Copy out exactly every line from the line containing "the outdoor chair" until the records below end, inclusive of both boundary lines.

SOURCE MATERIAL>
━━━━━━━━━━━━━━━━

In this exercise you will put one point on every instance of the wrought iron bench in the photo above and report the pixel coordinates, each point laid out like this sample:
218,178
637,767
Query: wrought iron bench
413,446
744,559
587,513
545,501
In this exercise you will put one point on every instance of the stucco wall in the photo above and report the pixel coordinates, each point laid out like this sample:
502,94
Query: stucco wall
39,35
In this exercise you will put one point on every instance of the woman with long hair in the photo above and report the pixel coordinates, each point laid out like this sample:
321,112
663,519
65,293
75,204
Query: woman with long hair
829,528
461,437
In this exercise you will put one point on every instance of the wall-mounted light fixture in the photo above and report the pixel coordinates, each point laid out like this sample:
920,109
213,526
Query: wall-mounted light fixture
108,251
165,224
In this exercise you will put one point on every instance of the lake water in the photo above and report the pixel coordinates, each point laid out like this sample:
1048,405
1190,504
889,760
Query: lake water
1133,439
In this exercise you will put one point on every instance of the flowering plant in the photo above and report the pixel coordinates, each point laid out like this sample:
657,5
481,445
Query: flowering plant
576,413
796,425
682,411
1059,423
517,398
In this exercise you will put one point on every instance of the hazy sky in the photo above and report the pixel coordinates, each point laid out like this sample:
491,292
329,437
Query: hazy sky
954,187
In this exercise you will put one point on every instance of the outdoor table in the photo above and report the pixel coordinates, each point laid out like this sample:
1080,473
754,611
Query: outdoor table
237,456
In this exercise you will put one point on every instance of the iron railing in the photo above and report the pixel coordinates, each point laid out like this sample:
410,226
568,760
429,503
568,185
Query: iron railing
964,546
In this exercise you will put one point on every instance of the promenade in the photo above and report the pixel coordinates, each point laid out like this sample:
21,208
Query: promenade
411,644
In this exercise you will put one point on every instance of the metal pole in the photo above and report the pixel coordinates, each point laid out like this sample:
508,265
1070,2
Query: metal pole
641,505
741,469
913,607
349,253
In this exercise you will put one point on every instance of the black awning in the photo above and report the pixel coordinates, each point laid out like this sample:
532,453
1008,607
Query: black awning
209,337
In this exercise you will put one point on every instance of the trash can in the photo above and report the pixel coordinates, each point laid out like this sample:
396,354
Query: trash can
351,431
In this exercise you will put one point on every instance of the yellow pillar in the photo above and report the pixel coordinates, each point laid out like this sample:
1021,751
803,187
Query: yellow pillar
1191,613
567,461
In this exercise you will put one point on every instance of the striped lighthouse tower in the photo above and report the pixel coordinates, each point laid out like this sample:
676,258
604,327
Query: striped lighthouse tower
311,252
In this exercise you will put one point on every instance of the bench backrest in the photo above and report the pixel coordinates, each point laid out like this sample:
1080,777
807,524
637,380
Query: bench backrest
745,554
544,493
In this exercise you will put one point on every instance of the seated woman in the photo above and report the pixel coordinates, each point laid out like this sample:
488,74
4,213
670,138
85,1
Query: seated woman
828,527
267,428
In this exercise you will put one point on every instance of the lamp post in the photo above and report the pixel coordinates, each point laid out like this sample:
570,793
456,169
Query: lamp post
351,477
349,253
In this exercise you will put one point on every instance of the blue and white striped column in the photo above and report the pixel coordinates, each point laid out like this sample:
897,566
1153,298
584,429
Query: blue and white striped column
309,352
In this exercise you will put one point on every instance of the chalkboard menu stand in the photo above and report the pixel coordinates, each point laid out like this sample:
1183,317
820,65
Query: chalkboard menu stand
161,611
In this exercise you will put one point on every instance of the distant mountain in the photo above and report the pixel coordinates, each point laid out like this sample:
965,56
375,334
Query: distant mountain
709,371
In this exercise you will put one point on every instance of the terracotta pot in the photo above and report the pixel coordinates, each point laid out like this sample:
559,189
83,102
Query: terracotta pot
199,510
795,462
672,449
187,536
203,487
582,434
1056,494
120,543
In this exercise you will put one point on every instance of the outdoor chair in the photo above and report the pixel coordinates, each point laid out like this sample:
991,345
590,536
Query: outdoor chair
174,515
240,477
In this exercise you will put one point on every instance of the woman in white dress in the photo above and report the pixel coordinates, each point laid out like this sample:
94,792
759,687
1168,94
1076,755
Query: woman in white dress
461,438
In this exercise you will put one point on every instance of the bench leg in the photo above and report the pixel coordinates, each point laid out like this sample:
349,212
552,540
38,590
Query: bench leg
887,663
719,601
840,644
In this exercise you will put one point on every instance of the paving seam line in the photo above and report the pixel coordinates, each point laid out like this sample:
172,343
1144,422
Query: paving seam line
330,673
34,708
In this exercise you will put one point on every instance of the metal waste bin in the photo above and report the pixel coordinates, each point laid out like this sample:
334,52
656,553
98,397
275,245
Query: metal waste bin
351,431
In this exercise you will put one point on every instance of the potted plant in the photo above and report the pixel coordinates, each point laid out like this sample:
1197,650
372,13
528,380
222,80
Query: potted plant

━━━━━━━━━━━━━━━━

TASK SOLUTION>
In this exercise you will put one point on every instance of the outdoor chair in the photo above and report the pixel coordinates, each point laid out like this sample:
991,345
590,536
Query: outdoor chair
174,515
240,477
In this exercise you will put one point on every instance of the woman in white dress in the photo above and report the pixel coordinates, each point laid out like this sample:
94,792
759,687
1168,94
1076,755
Query: woman in white dress
461,438
In this exercise you will put one point on every instance of the bench leg in the photo above and report the pixel coordinates, each point laid out like this sample:
349,212
552,540
38,590
Query: bench leg
887,663
719,601
840,644
In this exercise you will put one point on every instance of the paving seam line in the photo above and report the pixel coordinates, each point laid out like this sample:
172,343
1144,422
Query: paving seam line
330,673
34,708
In this exercise you will put one point on every instance of the metal waste bin in the photo above and report the pixel coordinates, each point laid out like this sample:
334,52
656,553
98,397
275,245
Query: metal waste bin
351,431
In this exercise you will put one point on every instance of the potted plant in the photo above and report the pixel coordinates, each point laid out like this sample:
1197,650
372,13
528,380
222,80
Query: potted plant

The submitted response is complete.